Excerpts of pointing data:
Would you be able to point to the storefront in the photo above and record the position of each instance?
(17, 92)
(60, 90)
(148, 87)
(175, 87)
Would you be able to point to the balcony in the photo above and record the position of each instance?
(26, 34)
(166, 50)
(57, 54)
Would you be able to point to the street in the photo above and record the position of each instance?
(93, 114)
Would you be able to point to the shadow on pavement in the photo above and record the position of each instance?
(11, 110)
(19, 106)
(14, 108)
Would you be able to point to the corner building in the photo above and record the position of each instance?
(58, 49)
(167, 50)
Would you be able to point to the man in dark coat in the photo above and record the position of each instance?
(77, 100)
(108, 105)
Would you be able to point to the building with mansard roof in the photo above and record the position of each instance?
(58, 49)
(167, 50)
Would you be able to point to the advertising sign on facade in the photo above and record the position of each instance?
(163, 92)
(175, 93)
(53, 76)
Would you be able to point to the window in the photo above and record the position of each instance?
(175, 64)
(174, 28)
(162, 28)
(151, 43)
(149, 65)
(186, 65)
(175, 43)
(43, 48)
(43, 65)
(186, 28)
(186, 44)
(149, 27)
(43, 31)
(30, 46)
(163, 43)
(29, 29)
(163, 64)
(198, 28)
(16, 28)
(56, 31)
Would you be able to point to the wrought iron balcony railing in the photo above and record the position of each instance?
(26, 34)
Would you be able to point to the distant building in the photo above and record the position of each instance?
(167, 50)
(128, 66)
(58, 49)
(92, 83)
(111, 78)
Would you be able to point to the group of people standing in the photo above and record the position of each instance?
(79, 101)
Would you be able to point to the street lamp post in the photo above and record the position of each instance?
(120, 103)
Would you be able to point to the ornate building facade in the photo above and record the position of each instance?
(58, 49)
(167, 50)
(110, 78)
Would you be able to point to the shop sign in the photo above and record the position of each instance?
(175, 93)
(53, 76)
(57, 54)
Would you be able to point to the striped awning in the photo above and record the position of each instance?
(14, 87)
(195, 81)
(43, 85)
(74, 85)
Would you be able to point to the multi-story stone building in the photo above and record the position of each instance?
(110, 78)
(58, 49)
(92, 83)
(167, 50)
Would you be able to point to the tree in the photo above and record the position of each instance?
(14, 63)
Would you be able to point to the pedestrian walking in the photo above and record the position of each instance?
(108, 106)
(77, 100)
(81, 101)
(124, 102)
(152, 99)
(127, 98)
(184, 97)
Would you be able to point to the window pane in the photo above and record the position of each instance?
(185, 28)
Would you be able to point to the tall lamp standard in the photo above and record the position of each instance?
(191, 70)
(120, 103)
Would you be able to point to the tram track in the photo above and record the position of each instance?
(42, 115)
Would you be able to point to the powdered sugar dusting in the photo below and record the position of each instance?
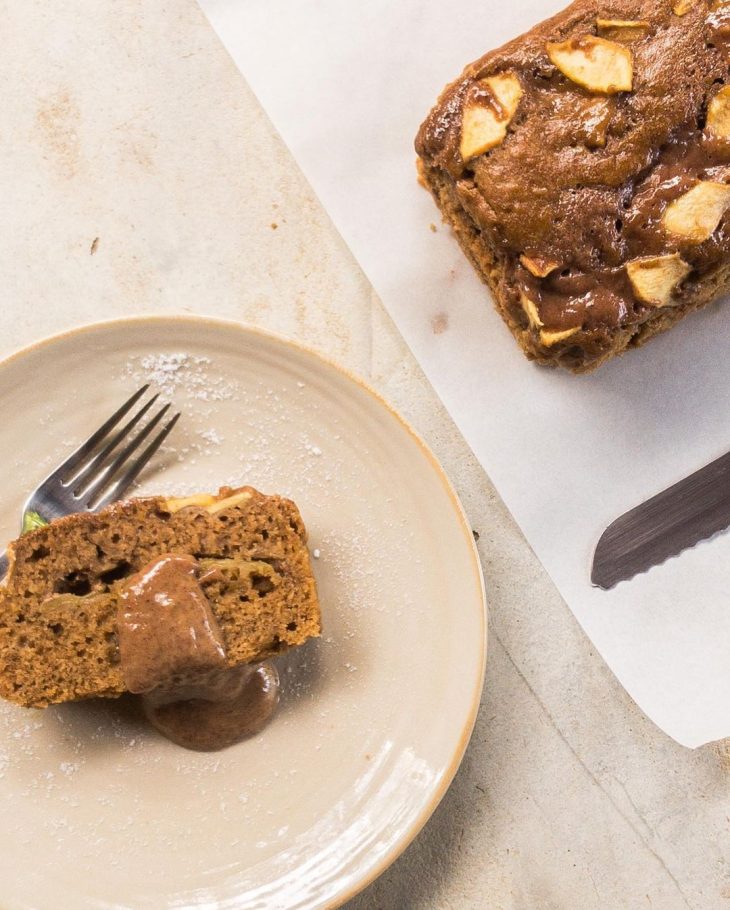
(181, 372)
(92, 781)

...

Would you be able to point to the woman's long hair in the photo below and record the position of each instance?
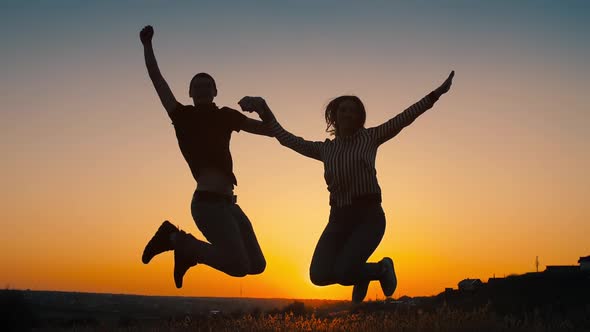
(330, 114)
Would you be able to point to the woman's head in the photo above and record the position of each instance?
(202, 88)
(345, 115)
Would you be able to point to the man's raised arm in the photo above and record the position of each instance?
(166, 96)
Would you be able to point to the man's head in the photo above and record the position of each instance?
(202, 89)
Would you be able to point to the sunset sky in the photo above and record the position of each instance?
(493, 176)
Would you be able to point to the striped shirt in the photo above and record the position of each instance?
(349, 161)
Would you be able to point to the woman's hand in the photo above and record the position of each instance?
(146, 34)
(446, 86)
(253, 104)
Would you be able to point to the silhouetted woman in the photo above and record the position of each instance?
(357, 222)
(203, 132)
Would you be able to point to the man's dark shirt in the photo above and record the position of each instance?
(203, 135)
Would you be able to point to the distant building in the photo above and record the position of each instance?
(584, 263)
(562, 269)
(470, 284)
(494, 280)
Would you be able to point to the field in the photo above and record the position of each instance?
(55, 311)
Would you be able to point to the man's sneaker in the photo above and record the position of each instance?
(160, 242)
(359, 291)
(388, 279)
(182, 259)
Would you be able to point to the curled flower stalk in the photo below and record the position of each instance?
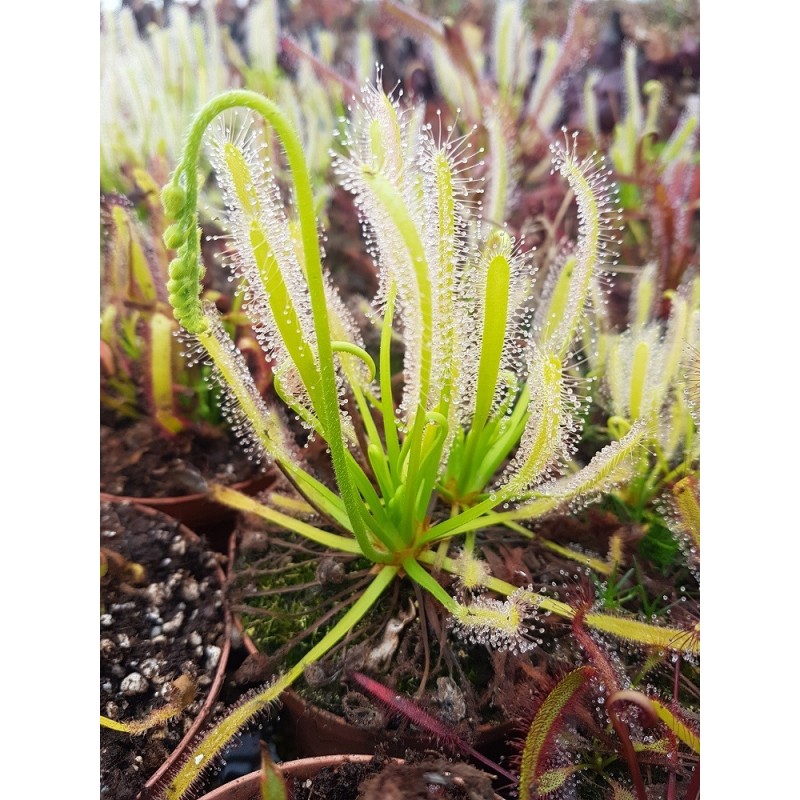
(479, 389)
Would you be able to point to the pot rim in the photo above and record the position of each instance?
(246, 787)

• [Work required]:
Copy out each line in the listing above that contains the word "woman".

• [Reply to the task]:
Would you be able to point to the woman's long hair in the photo below and record the position of each instance?
Would you be able to point to the woman's head in the photo above and record the position of each instance?
Would you be able to point to the woman's hand in the photo above and record the position of each instance?
Would you be able to point to the silhouetted woman in the photo above and record the position of each instance?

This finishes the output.